→ Consegna 1
Riassumi il testo fornito in due frasi.
→ Consegna 2
Rispondi in base al testo fornito.
(a) A quale età Marouen Bejaoui torna definitivamente in Italia?
(b) Quanti sono gli studenti stranieri presenti nella scuola italiana?
(c) In occasione di quale evento la mostra è stata portata a Bari?

→ Testo fornito
######
Eventi e cultura
Migrazioni e futuro dell'Italia. Da Bari il racconto dello studente tunisino Marouen Bejaoui
Chiusa la mostra “Nuove Generazioni. I volti dell'Italia Multietnica”
Bari - giovedì 26 settembre 2019
9.37
Marouen Bejaoui, studente di Filosofia all'Università di Milano ha 22 anni ed è originario di Tunisi, ma è nato in Italia. La sua infanzia la trascorre in Tunisia e all'età di 14 anni ritorna in Italia definitivamente. Marouen è nato nel nostro paese come un milione e mezzo di giovani nati da genitori immigrati o arrivati da piccoli e cresciuti in quella che è diventata la loro terra. Sono 815 mila gli studenti stranieri presenti nella scuola, da quella dell'infanzia alla secondaria di II grado il 9,2% della popolazione scolastica. A Bari Marouen pochi giorni fa ha raccontato la sua testimonianza a molti giovani studenti a cui ha presentato la mostra "Nuove generazioni. I volti dell'Italia multietnica", realizzata per la 37sima edizione del "Meeting per l'amicizia fra i popoli", e portata in mostra a Bari in occasione del Meeting del Volontariato la scorsa settimana in Fiera del Levante
Come vivere insieme, migrazioni, giovani e futuro dell'Italia. Cosa racconti agli studenti?
######
→ Righe fornite
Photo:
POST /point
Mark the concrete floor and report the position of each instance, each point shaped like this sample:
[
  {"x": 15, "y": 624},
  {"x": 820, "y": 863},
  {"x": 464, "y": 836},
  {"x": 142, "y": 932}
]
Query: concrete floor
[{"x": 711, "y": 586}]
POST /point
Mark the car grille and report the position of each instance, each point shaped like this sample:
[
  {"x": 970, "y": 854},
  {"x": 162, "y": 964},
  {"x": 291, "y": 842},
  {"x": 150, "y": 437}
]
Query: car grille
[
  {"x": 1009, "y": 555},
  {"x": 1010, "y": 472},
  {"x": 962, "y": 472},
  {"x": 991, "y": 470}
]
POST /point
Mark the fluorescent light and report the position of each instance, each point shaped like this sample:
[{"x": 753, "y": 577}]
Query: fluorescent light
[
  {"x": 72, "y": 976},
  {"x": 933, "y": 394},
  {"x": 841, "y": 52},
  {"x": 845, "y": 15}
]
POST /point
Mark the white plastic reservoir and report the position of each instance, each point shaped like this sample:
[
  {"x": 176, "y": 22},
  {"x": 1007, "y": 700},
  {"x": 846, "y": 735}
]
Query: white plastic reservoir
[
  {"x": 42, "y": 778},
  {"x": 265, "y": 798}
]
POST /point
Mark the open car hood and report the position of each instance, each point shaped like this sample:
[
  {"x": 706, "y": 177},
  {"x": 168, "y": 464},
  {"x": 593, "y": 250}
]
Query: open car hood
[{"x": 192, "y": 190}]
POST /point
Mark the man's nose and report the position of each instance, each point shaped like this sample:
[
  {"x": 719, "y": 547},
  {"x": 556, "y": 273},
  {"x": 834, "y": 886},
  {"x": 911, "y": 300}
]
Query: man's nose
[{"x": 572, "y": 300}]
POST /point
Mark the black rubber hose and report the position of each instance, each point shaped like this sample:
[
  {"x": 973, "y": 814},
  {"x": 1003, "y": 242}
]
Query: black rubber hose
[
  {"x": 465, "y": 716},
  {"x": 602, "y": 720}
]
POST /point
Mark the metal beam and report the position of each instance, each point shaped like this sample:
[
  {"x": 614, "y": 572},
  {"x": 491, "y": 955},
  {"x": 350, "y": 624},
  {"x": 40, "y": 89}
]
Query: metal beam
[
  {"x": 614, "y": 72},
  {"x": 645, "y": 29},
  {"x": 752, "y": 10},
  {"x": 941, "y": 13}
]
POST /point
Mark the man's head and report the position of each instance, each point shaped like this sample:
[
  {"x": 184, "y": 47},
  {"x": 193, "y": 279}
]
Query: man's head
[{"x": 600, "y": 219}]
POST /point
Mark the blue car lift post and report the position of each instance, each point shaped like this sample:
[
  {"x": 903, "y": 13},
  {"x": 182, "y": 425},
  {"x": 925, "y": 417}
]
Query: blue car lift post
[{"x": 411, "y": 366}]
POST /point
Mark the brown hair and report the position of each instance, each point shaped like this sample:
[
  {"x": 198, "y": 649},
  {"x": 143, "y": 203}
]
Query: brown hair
######
→ Risposta 1
Marouen Bejaoui è uno studente di Filosofia all'Università di Milano, ha 22 anni ed è originario di Tunisi ma nato in Italia. A Bari ha raccontato la sua testimonianza a molti giovani studenti e ha presentato loro la mostra "Nuove generazioni. I volti dell'Italia multietnica", nata per la 37ª edizione del "Meeting per l'amicizia fra i popoli" e portata alla Fiera del Levante per il Meeting del Volontariato.

→ Risposta 2
(a) A 14 anni.
(b) 815 mila, pari al 9,2% della popolazione scolastica.
(c) Il Meeting del Volontariato, nella Fiera del Levante.